■ **Natural-language object grounding data**

────

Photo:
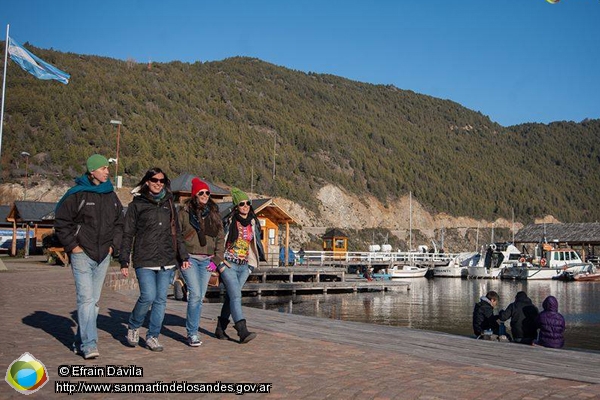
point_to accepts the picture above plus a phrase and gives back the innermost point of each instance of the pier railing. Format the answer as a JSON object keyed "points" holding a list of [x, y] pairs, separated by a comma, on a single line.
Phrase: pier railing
{"points": [[366, 258]]}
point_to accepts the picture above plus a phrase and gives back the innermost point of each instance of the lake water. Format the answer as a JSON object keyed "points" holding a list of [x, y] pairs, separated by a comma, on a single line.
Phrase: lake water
{"points": [[446, 305]]}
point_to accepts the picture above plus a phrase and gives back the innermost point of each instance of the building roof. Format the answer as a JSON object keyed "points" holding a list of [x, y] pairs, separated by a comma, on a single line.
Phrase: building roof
{"points": [[585, 233], [331, 233], [4, 210], [32, 211], [183, 184]]}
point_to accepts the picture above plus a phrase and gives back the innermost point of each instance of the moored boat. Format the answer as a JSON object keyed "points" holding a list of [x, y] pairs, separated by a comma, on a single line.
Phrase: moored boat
{"points": [[498, 256], [406, 271], [549, 262], [457, 267]]}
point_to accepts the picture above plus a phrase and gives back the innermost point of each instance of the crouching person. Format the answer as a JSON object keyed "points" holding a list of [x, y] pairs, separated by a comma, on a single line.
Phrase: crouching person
{"points": [[483, 315]]}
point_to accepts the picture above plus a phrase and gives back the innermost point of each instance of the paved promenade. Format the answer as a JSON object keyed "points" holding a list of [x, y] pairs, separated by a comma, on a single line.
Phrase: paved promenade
{"points": [[302, 357]]}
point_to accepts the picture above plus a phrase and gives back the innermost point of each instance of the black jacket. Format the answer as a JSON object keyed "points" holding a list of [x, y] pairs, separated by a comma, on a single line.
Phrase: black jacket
{"points": [[522, 314], [483, 317], [149, 222], [92, 221]]}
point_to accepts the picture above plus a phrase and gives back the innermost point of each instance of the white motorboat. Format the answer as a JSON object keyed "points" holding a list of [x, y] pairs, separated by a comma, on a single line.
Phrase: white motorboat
{"points": [[457, 267], [406, 271], [549, 262], [498, 256]]}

────

■ **WHAT TO WORK ON**
With the pictures left out, output all the entries exactly.

■ **ANSWER**
Photo:
point_to accepts the picture above plus a phrase and gives back the innermost point of each instance of the pier railing. Format the answer as a JSON object keyed "points" holding a list of [x, y] pairs, separated by a comma, on a single line.
Phrase: pier railing
{"points": [[366, 258]]}
point_to accepts the picture above plus a phrase and gives back the innermost point of each instance of the lake water. Format the answer as a JSON object keyed "points" holding a list of [x, y] pairs, separated by a comma, on a single line.
Phrase: lake water
{"points": [[446, 305]]}
point_to accepts the picture above plus a phrase and gives back the innermost point of each instance of the building roof. Format the answer as a JSON object keyed "points" holding a list of [x, y] pairs, separated by a comma, on a single line.
Phrase: building roof
{"points": [[585, 233], [331, 233], [4, 210], [32, 211], [183, 184]]}
point_to accepts the picture above plus a phrase and gives back the innermost point of each instance of the moored boat. Format the answer as a JSON object keyed "points" holding a list of [x, y] pairs, separated by a comma, on a single line.
Phrase: moored boat
{"points": [[498, 256], [406, 271], [549, 262], [457, 267]]}
point_to accepts the picture above plus a phrase and gives back the innermost point of each instance of the crouching person. Format the answer as a JSON object keyed "points" holding a list of [x, y] pairs, separated by a comma, on a single line.
Phrase: crouching person
{"points": [[483, 315]]}
point_to accepts the picture above plus a phrase and gives back the innermost point of each instance of the paved promenade. Format the answer as a JSON object keyed "points" holding a list of [x, y] pairs, separated by a comma, on a single line.
Phrase: paved promenade
{"points": [[302, 357]]}
point_to accepts the picture above plus a phrase and gives back the innermost point of each instance of the black jacket. Format the answer as a JSON object keyed "points" holding a list of [x, y] pairs, separated by a comma, on a single line.
Phrase: black jacket
{"points": [[522, 314], [483, 317], [149, 222], [92, 221]]}
point_to accepts the picture above plus a phrase and gives back the innermost point of each instance of the white motorboat. Format the answer as a JSON object keyed "points" holding a list of [x, y] pairs, separated by a comma, on a single line.
Phrase: white motorboat
{"points": [[457, 267], [406, 271], [549, 262], [498, 256]]}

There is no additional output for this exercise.